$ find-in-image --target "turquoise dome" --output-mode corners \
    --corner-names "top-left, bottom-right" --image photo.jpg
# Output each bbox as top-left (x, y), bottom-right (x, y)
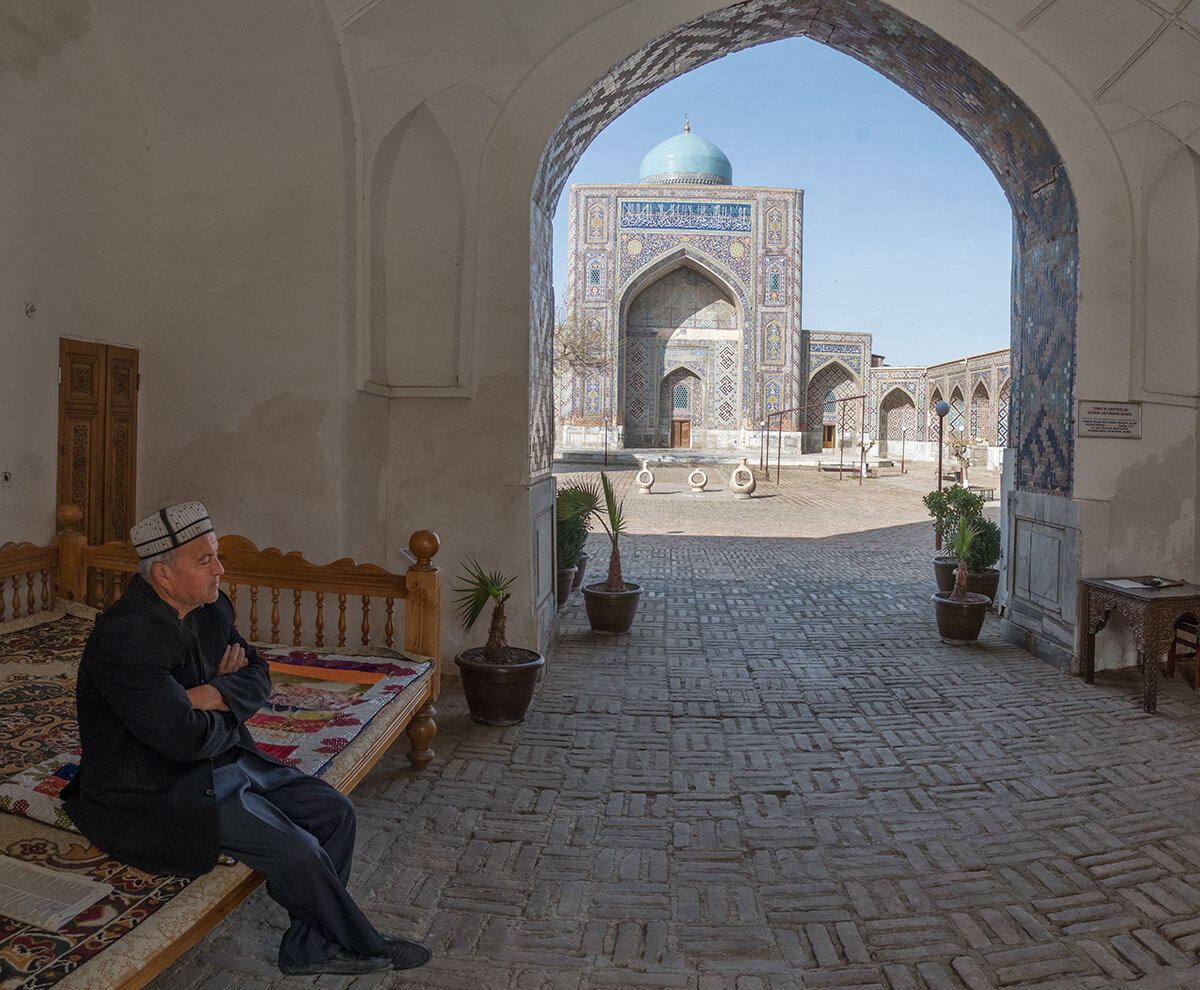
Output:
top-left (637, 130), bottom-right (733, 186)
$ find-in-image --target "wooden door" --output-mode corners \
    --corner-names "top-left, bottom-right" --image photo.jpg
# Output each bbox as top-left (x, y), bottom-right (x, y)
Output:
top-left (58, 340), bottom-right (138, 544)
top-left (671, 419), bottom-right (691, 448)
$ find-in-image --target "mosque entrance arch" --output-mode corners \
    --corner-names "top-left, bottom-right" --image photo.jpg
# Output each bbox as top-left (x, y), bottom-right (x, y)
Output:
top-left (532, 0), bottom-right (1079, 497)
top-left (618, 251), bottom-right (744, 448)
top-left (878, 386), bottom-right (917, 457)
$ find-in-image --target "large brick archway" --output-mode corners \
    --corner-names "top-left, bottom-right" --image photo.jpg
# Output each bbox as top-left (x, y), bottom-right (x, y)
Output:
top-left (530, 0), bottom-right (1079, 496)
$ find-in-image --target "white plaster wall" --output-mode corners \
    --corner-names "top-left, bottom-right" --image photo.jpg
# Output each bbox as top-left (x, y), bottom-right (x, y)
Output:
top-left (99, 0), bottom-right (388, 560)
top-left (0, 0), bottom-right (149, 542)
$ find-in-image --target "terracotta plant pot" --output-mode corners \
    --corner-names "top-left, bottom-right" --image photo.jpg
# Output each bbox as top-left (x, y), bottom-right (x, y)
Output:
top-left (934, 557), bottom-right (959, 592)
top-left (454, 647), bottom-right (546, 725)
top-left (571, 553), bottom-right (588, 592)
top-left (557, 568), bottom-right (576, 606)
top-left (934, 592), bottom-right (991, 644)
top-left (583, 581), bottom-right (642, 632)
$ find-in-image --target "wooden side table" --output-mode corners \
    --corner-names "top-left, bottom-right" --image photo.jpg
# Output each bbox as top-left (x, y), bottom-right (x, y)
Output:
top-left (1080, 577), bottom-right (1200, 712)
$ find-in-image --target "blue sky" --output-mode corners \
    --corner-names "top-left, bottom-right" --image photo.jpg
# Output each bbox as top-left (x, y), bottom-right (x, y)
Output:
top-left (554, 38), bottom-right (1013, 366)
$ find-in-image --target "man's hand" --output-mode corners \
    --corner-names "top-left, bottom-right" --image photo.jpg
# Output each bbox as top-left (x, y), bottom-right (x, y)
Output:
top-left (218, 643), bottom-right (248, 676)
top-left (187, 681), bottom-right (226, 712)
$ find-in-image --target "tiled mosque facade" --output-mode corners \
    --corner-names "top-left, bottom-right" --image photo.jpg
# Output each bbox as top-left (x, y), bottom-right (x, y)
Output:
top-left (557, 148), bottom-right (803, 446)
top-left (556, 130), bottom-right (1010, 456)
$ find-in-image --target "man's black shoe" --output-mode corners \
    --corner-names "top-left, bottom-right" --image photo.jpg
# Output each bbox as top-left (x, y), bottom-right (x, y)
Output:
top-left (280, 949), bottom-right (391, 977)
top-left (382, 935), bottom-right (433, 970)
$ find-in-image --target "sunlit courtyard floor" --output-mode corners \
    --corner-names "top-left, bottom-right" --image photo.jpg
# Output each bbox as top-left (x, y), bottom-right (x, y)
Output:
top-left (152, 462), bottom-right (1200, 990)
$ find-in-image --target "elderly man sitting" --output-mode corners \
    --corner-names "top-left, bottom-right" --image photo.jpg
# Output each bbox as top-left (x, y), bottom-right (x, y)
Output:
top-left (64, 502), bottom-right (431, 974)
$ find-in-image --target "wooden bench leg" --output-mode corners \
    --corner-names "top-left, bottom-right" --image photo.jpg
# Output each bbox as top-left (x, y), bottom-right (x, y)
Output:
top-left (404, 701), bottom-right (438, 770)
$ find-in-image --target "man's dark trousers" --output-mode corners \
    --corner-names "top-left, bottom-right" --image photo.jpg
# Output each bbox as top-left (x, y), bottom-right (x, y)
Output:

----------------

* SHORT TASK
Copy every one of the lines above word for word, but leave the pictures out.

* TASK RESULT
$ find-in-image --target "turquoise dome" --output-mode corners \
    --corner-names "top-left, bottom-right" --image photo.jpg
# Output each bbox as top-left (x, y), bottom-right (x, y)
Output:
top-left (637, 130), bottom-right (733, 186)
$ find-in-image --target "wooden door" --output-mode corners \
    --corner-names "top-left, bottom-right" --image photo.jpg
# Output each bbox as top-left (x, y), bottom-right (x, y)
Output:
top-left (58, 340), bottom-right (138, 544)
top-left (671, 419), bottom-right (691, 448)
$ find-in-image --target "mosque entrance arch" --output-mode corners \
    --corner-names "top-left, bottom-right" --image photo.jpg
# Output each bbox as top-left (x, y), bottom-right (x, y)
Output:
top-left (532, 0), bottom-right (1079, 497)
top-left (618, 251), bottom-right (744, 448)
top-left (878, 386), bottom-right (917, 457)
$ find-in-image --target "large brick archway" --output-mode corners \
    --corner-names "top-left, bottom-right" --image photo.jpg
# Output each bbox as top-left (x, y), bottom-right (x, y)
Output:
top-left (530, 0), bottom-right (1079, 496)
$ find-in-image --target "white plaster wall" --output-mode corners \
    --corner-names "top-left, bottom-right" --image photo.jpg
# Output each bbox as top-left (x, y), bottom-right (x, y)
Output:
top-left (99, 0), bottom-right (388, 560)
top-left (0, 0), bottom-right (149, 542)
$ find-in-image --target "terracotta plant pot" --output-mode corners \
    --corner-names "top-left, bottom-right" --image photo.jpg
# Output each bbox as top-left (x, y), bottom-right (x, y)
Output:
top-left (934, 557), bottom-right (959, 592)
top-left (454, 647), bottom-right (546, 725)
top-left (571, 553), bottom-right (588, 592)
top-left (557, 568), bottom-right (576, 606)
top-left (934, 592), bottom-right (991, 644)
top-left (583, 581), bottom-right (642, 632)
$ find-in-image --target "wooden side table" --output-mode corners \
    --corner-names "top-left, bottom-right" --image photo.jpg
# Output each bbox as top-left (x, y), bottom-right (x, y)
Output:
top-left (1080, 577), bottom-right (1200, 712)
$ find-in-image --target "blue sky" --output-mode corners \
    --corner-names "top-left, bottom-right" --image photo.jpg
# Output each bbox as top-left (x, y), bottom-right (x, y)
Output:
top-left (554, 38), bottom-right (1013, 366)
$ find-in-image --target "man's hand" --output-mode corners \
    --corner-names "top-left, bottom-right" --image photo.jpg
# Output each bbox as top-left (x, y), bottom-right (x, y)
Output:
top-left (218, 643), bottom-right (248, 676)
top-left (187, 681), bottom-right (226, 712)
$ find-in-image --target "tiled mosque facade" --output-mode corners \
    --corner-names "top-left, bottom-right" --image photo.jpg
# Output each bbox as top-left (x, y), bottom-right (x, y)
Output:
top-left (557, 148), bottom-right (803, 446)
top-left (556, 130), bottom-right (1010, 456)
$ find-in-image --target "man's black shoe" --output-mode corners \
    --corner-names "top-left, bottom-right" --image photo.jpg
# Output each bbox as top-left (x, y), bottom-right (x, y)
Output:
top-left (280, 949), bottom-right (391, 977)
top-left (382, 935), bottom-right (433, 970)
$ find-in-image --target "sunlit courtyard floor" --output-mode corners \
    --corner-names "top-left, bottom-right" --image photo.jpg
# Output each bbox as top-left (x, y), bottom-right (x, y)
Output:
top-left (152, 462), bottom-right (1200, 990)
$ find-in-image --target "elderly man sitting" --output-mode corners \
    --corner-names "top-left, bottom-right" --image photo.jpg
# Output each bbox as top-left (x, y), bottom-right (x, y)
Output:
top-left (64, 502), bottom-right (431, 974)
$ find-in-image --target "wooden bench leg" --output-mode corners \
    --corner-names "top-left, bottom-right" --image photo.jpg
# Output each bbox as top-left (x, y), bottom-right (x, y)
Output:
top-left (404, 701), bottom-right (438, 770)
$ find-in-image --target "man's dark trousers" --output-mode corners \
    --corner-names "top-left, bottom-right" --image photo.jpg
# Output each bbox as top-left (x, y), bottom-right (x, y)
Output:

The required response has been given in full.